Recorded information
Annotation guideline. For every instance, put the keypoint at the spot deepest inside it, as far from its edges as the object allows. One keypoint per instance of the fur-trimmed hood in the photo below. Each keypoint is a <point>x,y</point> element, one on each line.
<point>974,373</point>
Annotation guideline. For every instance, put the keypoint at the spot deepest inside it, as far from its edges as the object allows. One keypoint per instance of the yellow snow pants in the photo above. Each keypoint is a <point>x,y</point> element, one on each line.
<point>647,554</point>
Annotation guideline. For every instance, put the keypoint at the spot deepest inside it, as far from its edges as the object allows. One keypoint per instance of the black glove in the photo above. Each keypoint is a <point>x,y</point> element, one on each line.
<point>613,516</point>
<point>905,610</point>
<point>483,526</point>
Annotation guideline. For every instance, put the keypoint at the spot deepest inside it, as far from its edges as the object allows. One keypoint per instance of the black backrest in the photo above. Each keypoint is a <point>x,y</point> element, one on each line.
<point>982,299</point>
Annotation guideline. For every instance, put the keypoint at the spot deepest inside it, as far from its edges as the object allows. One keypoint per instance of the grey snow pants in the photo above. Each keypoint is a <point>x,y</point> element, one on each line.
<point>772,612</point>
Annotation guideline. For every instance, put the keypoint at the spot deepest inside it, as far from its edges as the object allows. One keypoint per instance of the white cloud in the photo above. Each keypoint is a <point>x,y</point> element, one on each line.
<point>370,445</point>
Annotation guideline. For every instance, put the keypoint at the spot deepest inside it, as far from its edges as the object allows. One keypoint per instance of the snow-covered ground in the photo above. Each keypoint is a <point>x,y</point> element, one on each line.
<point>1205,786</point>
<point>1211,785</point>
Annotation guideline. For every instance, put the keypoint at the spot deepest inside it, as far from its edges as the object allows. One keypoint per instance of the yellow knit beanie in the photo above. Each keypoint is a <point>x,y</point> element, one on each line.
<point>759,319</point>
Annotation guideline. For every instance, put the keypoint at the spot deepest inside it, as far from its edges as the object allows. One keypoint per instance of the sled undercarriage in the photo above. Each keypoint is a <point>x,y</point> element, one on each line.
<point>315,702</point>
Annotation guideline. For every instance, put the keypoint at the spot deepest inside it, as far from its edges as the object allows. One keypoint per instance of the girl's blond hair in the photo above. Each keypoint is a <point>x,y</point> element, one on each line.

What you have to do
Convert the records from the line with "the black glove" to the line with "<point>483,526</point>", inclusive, into a JSON list of strings with one string per line and blank lines omitted.

Right answer
[
  "Annotation guideline. For every instance, put the keypoint at the spot deepest inside it, as far from its edges as the object allows. One keypoint per instance of the black glove in the photo above. Each keypoint is a <point>x,y</point> element, one on each line.",
  "<point>613,516</point>",
  "<point>905,610</point>",
  "<point>483,526</point>"
]